Quoted text:
╭──

Custom transformation

Users can follow this guide to apply custom transformations at the row level to all columns in their schema, including primary key columns. This guide can be used to specify custom transformation logic for existing columns, to populate new columns in Spanner that didn’t exist in the source, or to filter a row during migration. For ease of use, we have implemented the CustomTransformationFetcher class in v2/spanner-custom-shard, which can be updated according to the user’s logic.

Table of contents

Custom transformation workflow
Methods in CustomTransformationFetcher
Parameter details
1. Forward migration
  1. Request
  2. Response
2. Reverse replication
  1. Request
  2. Response
Steps to implement custom transformation
Error handling
1. Forward migration
2. Reverse replication
Best practices

Custom transformation workflow

Points to note regarding the workflow:

The workflow will execute once per event and will also be triggered during retries.
Not all column values need to be returned; only the returned columns will be updated. The rest will be migrated as they are from the source.
Users can add new columns in the response that are not present in the source but exist in Spanner. These column values will be written to Spanner, and the data types of the returned values must be compatible with the Spanner schema.

Methods in CustomTransformationFetcher

init() - This is an initialization method that will be called once during the pipeline setup. It is used to initialize the custom jar with custom parameters.
toSpannerRow() - This method applies custom transformations to the incoming source record and is expected to return a subset of spanner row.
toSourceRow() - This method applies custom transformations to the incoming spanner record and is expected to return a subset of source row.

Parameter details

Forward migration

Request

MigrationTransformationRequest contains the following information -

tableName - Name of the source table to which the event belongs to.
shardId - Logical shard id of the record.
eventType - The event type can either be INSERT, UPDATE-INSERT, UPDATE, UPDATE_DELETE or DELETE. Please refer to the datastream documentation for more details.
requestRow - It is a map of type Map<java.lang.String, java.lang.Object> where key is the source column name and value is source column value.

The following table outlines the Java object type that will be sent in the request to the toSpannerRow for each MySQL datatype:

MYSQL datatype	Java object type
BIGINT	Long
BINARY	String (hex encoded)
BIT	Long
BLOB	String (hex encoded)
BOOLEAN	Long
CHAR	String
DATE	String (Format: yyyy-MM-dd)
DATETIME	String (UTC format)
DECIMAL	String
DOUBLE	Double
ENUM	String
FLOAT	Double
INT	Long
JSON	String
LONGBLOB	String (hex encoded)
LONGTEXT	String
MEDIUMBLOB	String (hex encoded)
MEDIUMINT	Long
MEDIUMTEXT	String
SET	String
SMALLINT	Long
TEXT	String
TIME	String (Format: HH-mm-ss)
TIMESTAMP	String (UTC format)
TINYBLOB	String (hex encoded)
TINYINT	Long
TINYTEXT	String
VARBINARY	String (hex encoded)
VARCHAR	String

Datastream does not support spatial data type columns. Values in the request for these columns will be NULL.

╰──

Task requirements:
A. In the custom transformation guide, what Java object type is sent in the request for a MySQL DATE column?
B. Print the passage of the custom transformation guide that starts at the words "toSourceRow() - This" and ends after "source column value.".
The entries after this have no role in what is asked here.

Rows:

╭──

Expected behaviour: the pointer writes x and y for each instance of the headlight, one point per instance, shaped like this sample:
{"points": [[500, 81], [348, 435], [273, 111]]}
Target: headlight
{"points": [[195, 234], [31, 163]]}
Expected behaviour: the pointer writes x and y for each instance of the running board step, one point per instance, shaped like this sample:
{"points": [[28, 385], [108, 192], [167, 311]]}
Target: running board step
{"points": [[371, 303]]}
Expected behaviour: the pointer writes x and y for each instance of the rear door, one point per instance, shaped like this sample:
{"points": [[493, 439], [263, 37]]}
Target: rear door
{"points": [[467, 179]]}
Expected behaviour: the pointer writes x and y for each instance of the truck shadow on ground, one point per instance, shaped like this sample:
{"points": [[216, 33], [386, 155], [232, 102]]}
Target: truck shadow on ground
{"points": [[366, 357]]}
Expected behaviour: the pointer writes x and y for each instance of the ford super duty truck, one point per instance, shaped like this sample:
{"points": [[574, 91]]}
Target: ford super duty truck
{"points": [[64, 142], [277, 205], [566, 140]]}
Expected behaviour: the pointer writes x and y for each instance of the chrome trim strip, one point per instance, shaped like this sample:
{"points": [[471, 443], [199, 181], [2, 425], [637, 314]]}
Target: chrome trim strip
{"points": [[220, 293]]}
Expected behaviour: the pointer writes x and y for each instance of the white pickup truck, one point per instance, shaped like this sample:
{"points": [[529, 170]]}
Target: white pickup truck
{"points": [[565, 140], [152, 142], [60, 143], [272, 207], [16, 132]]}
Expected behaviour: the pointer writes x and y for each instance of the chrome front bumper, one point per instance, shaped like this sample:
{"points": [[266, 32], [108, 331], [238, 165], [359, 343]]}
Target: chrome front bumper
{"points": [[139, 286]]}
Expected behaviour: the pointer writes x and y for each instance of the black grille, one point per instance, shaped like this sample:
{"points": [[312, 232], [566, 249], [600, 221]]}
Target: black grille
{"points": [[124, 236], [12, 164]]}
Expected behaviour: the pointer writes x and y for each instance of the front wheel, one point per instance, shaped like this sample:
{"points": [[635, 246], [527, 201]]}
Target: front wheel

╰──

Task-by-task answers:
A. A String in the format yyyy-MM-dd.

B.
toSourceRow() - This method applies custom transformations to the incoming spanner record and is expected to return a subset of source row.

Parameter details

Forward migration

Request

MigrationTransformationRequest contains the following information -

tableName - Name of the source table to which the event belongs to.
shardId - Logical shard id of the record.
eventType - The event type can either be INSERT, UPDATE-INSERT, UPDATE, UPDATE_DELETE or DELETE. Please refer to the datastream documentation for more details.
requestRow - It is a map of type Map<java.lang.String, java.lang.Object> where key is the source column name and value is source column value.